Stated task 1: In the access settings text below, which option in the All menu is selected by default?
>> begin Excerpted text
General access settings
Configuring General access settings for a document will override the default access for users determined by their workspace permissions. There are two settings to configure here: All and Reviewer.
All
Use the All menu to restrict access to a document for every user in your workspace:
Use workspace permissions: This option is selected by default. It maintains the document access for users that is determined by their workspace-level user permissions.
Review: Users who have the appropriate workspace-level user permissions can edit a document's content and comment on it. They are not able to manage the record itself.
View: Users can view the document but not interact with it.
No access: No one can view, edit, or configure the document except for designated individuals within the Share menu's Individual access section. You might use this for information that only a handful of people in your workspace should have access to.
When you restrict access for all users, you will need at least one user configured in your Individual access settings who can edit and manage the document.
Reviewer
Next, you can override the default Document access settings to determine what reviewers can do for a particular document. If they can edit every document in your workspace, use this setting to define whether they should be able to edit this specific document.
These are the choices for reviewers:
Inherited: The document starts with the default access settings.
Edit: Workspace reviewers can edit a document's content and add comments to it.
View: Workspace reviewers can view the document but not interact with it.
Individual access settings
Some documents need to go well beyond workspace-level defaults (or even need settings specific to each user). For these documents, you must configure access for each individual user. The way to do this is to restrict access for all users in the workspace, then grant certain users more access.
Once you have restricted access for all users in your General access settings, select a user from the Add users menu and configure their access individually:
Edit and manage: If an individual user is a workspace contributor, they have full access to the document, are able to edit its contents, and can manage the record itself. This access level is not available for other permission levels.
Reviewer access: Remember that you can customize whether reviewers can Edit or View your document in your General access settings. If an individual user is a reviewer, this setting will grant them that access level. This access level is not available for workspace viewers.
View only: Individuals will be able to view a document that is otherwise restricted to No access in the General access settings.
You cannot give a user more permissions in a document than their workspace user permissions allow.
View restricted documents
To keep important documents from becoming fully restricted and then forgotten, account administrators can see restricted documents from your account-level settings.
Navigate to Settings ⚙️ -> Account -> Shared records and documents -> Restricted documents. From here, you will see a table listing all documents in your account that are restricted. You will be able to see each restricted document's title, who created it, its type, and the number of editors. In the Manage editors column, you can add or remove users who can manage and edit a document.
>> end Excerpted text
>> begin Recorded information
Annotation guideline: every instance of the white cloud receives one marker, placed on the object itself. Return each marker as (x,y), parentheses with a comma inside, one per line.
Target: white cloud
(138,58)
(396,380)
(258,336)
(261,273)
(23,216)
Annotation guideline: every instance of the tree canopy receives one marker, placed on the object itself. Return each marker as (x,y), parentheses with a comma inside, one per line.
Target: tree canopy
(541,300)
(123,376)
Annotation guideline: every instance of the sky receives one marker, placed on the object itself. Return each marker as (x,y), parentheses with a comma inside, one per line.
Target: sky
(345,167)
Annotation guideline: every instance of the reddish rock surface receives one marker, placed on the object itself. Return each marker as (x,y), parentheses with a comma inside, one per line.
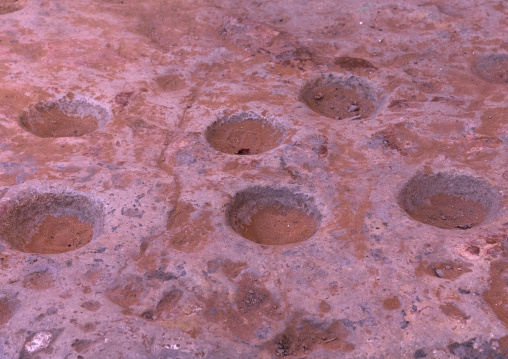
>> end Recorded information
Stated task 2: Copy every line of the extracted data entry rows above verbatim, from the first row through the last. Omit the picture from your output.

Worked answer 1: Use workspace permissions.

Worked answer 2:
Annotation guideline: every instance of the white cloud receives one marker, placed on the object itself. Return each marker as (x,y), parentheses with a comma inside, one per line.
Target: white cloud
(138,58)
(396,380)
(258,336)
(261,273)
(23,216)
Annotation guideline: every instance of the tree canopy receives one marker, placed on the object itself. Return each marker as (x,y), parentheses with a comma inside, one per line.
Target: tree canopy
(541,300)
(123,376)
Annotation guideline: every instance of the sky receives one marker, placed on the object itself. Return each marker as (x,y), parentheses with a comma inside, one per line.
Target: sky
(345,167)
Annotation guideline: every instance of the reddish rock surface receives one marker, placed on the object itself. Return each marker as (x,y), parentheses with a comma inside, one per line.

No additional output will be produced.